## PROVIDED PASSAGE
========

How to judge when to retire old towels

Bed & Breakfast / Short Term Rental Host Forum

Help Support Bed & Breakfast / Short Term Rental Host Forum:

This site may earn a commission from merchant affiliate links, including eBay, Amazon, and others.

Innkeep

Well-known member
Joined
Jun 4, 2008
Messages
1,273
Reaction score
8
I'm coming up on another milestone. I have noticed that some of the first batch of towels I bought at the very beginning are getting just a tiny bit frayed along the hems. Obviously I have retired towels with stains, but if I can see some wear along the hems does that mean the towels need to be replaced? They're still fluffy and there doesn't seem to be any other areas of wear.
 
If they have fluff, they should still be fine. Retire if they have holes, but fraying you can life with if they are still fluffy. (The fraying is caused usually by bleach that isn't fabric safe, but I haven't seen fabric safe bleach south of the border.)
 
When mine start to get "bite marks" or small strings hanging from the sides I replace them. I then use them for myself or they are turned into rags.

========

Point annotation records
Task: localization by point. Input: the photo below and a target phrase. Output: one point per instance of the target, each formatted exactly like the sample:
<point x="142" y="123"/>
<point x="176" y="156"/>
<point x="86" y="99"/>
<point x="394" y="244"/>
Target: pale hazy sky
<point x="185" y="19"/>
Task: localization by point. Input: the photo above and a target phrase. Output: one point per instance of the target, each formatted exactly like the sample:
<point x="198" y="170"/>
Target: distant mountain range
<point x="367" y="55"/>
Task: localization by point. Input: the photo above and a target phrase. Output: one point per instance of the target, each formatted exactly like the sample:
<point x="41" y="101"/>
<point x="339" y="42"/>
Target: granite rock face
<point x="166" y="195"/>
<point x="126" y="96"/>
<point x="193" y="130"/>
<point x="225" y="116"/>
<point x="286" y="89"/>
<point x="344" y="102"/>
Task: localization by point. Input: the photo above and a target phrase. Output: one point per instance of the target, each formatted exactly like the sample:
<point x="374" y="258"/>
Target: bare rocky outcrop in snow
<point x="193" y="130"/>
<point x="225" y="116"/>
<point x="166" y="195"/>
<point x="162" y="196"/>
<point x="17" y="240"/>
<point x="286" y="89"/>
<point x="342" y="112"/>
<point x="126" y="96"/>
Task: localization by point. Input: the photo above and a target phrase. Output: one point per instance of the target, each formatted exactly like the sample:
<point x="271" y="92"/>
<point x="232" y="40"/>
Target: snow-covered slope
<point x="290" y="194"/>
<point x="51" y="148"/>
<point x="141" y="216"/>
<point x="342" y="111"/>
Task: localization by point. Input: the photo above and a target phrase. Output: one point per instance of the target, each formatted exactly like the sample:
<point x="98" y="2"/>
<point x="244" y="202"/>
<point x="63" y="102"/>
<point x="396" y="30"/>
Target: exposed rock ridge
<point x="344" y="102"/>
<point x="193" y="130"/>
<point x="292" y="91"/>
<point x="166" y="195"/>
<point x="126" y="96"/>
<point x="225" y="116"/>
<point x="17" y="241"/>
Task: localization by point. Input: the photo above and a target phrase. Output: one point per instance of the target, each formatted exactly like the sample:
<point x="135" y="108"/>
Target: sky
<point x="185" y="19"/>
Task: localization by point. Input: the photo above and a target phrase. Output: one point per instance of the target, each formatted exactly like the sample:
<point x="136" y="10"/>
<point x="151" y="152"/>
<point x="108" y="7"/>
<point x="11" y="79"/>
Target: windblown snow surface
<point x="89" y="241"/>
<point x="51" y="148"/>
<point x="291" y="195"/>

========

## TASK GOAL
Print the towel forum thread between "If they have fluff, they" and "of the border.)", inclusive, reproducing it word for word.

## RESULT
If they have fluff, they should still be fine. Retire if they have holes, but fraying you can life with if they are still fluffy. (The fraying is caused usually by bleach that isn't fabric safe, but I haven't seen fabric safe bleach south of the border.)